**Yapılacak İşler**
(1) Alıntı metne göre aşağıdaki soruları yanıtlayınız.
(a) Millî takım, Hollanda deplasmanındaki maçı hangi skorla kaybetmiştir?
(b) 2020 ve 2021 yıllarında oynanan kaç resmî müsabakanın kaçı kazanılmıştır?
(c) Görüşün sonunda hangi gazetenin adı yer almaktadır?
(2) Alıntı metinde geçen bütün yıl sayılarını, her birini bir kez yazarak küçükten büyüğe sıralayınız.
(3) Alıntı metnin "A Milli Futbol" ifadesiyle başlayıp "internet sitelerinden okuyabilirsiniz." ifadesiyle biten bölümünü hiçbir değişiklik yapmadan yazınız.

A Milli Futbol Takımı, 2022 FIFA Dünya Kupası Avrupa Elemeleri G Grubu 6. maçında Hollanda'ya deplasmanda 6-1'lik skorla mağlup oldu. Spor yazarları bu maç hakkında değerlendirmeler yaptı. Yazıların tamamını, görüşlerin sonunda yazılı olan gazeteyi satın alarak ya da kendi internet sitelerinden okuyabilirsiniz.
1/11
UĞUR MELEKE: "Şenol hocanın bu jenerasyonu ileri taşıyabileceğine inanmıyorum. Gerçekten çok üzgünüz. Üzüntümüzün sebebi Hollanda’ya yenilmek değil. Böyle yenilmek... Sadece Hollanda’ya böyle yenilmek de değil, son iki yılda (2020 ve 2021’de) oynadığımız 15 resmi müsabakada yalnızca 4 kez kazanmamız. Mart 2021’deki aldığımız Hollanda-Norveç galibiyetleri dışında sevinecek hiçbir şey bulamıyoruz doğrusu iki yıldır. Maalesef Şenol Güneş ve ekibi diye bir cümle kuramıyoruz. Çünkü ortada bir ekip göremiyoruz. Şenol Hoca milli kadroyu aylardır kapalı devre bir kulüp hüviyetine çevirdi. Sürekli aynı oyuncular oynuyor, rekabet yok, yeni isim yok. Büyük maçları daha santrada kaybediyoruz, nispeten kolay gözüken maçların da sonunu getiremiyoruz! Ben Şenol Güneş’in bu yetenekli jenerasyonumuzu ileriye taşıyabileceğine inanmıyorum. Kendisinin de inandığından şüpheliyim. Futbol tarihimize adını altın harflerle yazdırmış Sayın Güneş’e hizmetleri için teşekkür edip, bir yenilik yapma zamanı geldi bence." (HÜRRİYET)

**Kayıtlı Veriler**

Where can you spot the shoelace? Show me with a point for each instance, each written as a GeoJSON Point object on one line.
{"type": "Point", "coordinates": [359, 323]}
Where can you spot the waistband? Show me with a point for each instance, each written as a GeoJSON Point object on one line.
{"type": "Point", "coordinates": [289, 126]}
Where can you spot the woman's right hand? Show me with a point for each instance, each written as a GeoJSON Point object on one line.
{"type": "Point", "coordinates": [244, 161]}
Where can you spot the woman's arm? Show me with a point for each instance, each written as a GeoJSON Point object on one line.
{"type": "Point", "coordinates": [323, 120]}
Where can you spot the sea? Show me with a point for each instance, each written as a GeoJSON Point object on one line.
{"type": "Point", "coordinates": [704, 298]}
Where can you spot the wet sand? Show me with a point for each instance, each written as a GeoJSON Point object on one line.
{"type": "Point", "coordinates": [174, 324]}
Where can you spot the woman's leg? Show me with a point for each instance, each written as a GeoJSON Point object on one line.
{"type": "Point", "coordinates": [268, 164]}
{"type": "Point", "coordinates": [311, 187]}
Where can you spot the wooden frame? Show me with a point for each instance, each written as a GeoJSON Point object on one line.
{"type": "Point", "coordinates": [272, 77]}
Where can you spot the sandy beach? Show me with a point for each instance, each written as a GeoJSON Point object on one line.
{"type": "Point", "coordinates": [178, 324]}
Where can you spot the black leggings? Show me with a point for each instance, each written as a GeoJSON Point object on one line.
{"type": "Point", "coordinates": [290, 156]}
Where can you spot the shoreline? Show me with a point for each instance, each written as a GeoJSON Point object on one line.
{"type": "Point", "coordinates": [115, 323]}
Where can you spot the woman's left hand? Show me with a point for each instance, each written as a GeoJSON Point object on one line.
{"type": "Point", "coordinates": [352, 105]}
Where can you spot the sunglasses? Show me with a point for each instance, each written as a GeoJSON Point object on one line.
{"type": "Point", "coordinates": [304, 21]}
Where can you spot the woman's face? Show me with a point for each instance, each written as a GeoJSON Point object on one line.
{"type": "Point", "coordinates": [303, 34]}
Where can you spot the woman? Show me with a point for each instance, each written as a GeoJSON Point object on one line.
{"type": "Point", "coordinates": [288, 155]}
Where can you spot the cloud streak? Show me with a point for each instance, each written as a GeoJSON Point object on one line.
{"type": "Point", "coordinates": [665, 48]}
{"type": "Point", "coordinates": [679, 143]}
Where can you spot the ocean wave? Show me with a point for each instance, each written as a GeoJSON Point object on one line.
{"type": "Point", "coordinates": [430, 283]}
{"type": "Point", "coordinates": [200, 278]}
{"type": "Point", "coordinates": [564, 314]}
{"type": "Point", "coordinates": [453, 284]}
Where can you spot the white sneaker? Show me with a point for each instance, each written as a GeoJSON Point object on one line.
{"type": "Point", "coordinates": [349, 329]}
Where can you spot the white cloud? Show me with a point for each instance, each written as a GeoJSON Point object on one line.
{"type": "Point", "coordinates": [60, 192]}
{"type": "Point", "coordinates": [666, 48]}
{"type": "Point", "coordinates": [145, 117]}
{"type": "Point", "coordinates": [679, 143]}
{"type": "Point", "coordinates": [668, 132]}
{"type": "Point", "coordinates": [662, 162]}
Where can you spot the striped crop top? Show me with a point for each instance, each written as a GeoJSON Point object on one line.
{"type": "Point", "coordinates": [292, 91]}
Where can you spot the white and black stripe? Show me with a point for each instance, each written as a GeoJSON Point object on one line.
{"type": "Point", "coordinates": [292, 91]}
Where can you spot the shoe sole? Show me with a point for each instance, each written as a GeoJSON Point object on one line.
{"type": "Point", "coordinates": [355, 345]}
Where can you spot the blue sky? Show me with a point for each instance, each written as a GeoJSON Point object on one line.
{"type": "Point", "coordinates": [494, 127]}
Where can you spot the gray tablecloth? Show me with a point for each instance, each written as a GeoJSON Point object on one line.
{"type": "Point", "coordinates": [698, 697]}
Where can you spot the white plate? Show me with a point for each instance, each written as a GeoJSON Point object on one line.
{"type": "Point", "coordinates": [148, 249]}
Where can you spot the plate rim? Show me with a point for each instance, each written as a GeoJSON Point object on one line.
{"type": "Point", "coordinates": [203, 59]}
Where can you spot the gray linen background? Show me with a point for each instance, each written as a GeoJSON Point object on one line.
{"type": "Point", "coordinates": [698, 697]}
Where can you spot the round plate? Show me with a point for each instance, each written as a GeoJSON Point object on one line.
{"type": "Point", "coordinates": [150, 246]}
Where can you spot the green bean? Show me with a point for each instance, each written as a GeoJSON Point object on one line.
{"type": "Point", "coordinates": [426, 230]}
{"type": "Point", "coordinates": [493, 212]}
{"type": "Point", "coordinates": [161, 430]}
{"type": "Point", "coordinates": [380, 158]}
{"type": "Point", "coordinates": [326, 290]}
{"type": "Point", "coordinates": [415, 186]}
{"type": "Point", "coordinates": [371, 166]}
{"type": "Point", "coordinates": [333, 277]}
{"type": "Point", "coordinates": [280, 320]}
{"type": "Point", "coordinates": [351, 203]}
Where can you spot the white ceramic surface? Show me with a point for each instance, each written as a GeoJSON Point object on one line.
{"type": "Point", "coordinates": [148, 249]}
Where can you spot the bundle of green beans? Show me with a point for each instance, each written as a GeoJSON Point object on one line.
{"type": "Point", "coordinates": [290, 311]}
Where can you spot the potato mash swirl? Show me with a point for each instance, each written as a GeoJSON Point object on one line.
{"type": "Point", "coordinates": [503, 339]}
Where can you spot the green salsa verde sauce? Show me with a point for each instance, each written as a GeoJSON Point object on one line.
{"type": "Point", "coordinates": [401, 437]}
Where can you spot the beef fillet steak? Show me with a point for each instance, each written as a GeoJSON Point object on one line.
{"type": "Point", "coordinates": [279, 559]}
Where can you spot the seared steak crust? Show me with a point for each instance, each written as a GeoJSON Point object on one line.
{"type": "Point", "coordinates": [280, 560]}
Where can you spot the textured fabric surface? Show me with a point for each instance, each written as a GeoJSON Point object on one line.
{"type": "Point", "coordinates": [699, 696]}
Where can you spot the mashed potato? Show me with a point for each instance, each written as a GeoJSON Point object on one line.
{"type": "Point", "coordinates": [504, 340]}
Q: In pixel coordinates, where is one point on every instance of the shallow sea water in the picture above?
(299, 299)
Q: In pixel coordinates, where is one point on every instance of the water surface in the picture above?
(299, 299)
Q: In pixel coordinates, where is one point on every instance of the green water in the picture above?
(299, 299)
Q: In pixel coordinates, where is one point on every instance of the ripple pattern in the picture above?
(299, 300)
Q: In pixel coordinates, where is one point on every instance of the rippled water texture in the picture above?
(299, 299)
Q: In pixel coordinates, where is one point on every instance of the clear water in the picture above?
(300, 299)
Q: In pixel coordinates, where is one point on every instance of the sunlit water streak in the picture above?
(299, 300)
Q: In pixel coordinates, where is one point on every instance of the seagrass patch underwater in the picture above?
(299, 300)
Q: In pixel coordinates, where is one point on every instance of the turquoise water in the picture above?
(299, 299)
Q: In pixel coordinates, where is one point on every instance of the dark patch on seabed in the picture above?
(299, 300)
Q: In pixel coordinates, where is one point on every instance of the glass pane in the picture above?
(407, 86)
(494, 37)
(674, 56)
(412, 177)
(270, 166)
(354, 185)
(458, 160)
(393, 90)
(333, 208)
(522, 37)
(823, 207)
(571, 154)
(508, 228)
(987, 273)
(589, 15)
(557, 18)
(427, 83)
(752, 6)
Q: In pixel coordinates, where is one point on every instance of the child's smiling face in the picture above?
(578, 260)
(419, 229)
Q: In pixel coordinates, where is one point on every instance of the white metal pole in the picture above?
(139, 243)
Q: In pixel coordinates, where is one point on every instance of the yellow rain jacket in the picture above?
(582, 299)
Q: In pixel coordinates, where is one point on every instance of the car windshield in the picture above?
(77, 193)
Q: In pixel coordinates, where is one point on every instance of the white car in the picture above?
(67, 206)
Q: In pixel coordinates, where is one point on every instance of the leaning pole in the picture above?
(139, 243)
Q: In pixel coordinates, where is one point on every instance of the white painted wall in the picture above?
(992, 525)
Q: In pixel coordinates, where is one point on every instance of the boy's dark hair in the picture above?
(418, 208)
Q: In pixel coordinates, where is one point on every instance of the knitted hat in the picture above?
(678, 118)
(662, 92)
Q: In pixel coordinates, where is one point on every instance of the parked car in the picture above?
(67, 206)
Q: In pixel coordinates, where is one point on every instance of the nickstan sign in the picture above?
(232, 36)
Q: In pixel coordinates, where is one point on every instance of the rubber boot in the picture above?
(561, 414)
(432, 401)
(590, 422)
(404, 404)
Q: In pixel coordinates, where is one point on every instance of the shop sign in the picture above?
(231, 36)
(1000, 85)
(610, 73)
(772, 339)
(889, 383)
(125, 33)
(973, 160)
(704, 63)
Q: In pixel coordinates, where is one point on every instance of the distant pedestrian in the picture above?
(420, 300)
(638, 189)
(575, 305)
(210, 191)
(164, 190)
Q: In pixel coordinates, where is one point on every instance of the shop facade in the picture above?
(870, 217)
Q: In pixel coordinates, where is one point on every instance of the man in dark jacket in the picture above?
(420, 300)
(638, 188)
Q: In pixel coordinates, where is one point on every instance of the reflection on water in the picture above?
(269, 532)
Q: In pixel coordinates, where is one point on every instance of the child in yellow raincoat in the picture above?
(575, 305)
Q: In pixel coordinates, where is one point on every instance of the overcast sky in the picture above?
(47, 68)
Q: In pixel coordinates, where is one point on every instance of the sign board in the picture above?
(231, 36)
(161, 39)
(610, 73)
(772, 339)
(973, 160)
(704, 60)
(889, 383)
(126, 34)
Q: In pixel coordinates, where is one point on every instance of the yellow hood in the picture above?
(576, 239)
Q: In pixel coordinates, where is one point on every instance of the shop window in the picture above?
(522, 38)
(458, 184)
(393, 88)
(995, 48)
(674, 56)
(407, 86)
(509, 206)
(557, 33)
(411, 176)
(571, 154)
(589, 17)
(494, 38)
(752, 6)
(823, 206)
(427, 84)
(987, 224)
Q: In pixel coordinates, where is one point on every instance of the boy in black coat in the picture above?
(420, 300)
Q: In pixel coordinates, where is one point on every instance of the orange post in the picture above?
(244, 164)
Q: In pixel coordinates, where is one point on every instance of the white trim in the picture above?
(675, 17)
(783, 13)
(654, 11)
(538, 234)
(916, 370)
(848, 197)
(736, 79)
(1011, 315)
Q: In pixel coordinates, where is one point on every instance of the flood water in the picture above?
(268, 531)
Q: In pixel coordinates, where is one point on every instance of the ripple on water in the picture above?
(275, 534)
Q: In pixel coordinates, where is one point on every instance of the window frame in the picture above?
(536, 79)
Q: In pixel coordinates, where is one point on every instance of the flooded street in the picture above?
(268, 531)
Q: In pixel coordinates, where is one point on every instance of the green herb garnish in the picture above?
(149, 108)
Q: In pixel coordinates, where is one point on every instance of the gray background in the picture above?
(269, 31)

**Nihai Sonuçlar**
(1)
(a) 6-1
(b) 15 resmî müsabakanın 4'ü kazanılmıştır.
(c) Hürriyet

(2) 2020, 2021, 2022

(3)
A Milli Futbol Takımı, 2022 FIFA Dünya Kupası Avrupa Elemeleri G Grubu 6. maçında Hollanda'ya deplasmanda 6-1'lik skorla mağlup oldu. Spor yazarları bu maç hakkında değerlendirmeler yaptı. Yazıların tamamını, görüşlerin sonunda yazılı olan gazeteyi satın alarak ya da kendi internet sitelerinden okuyabilirsiniz.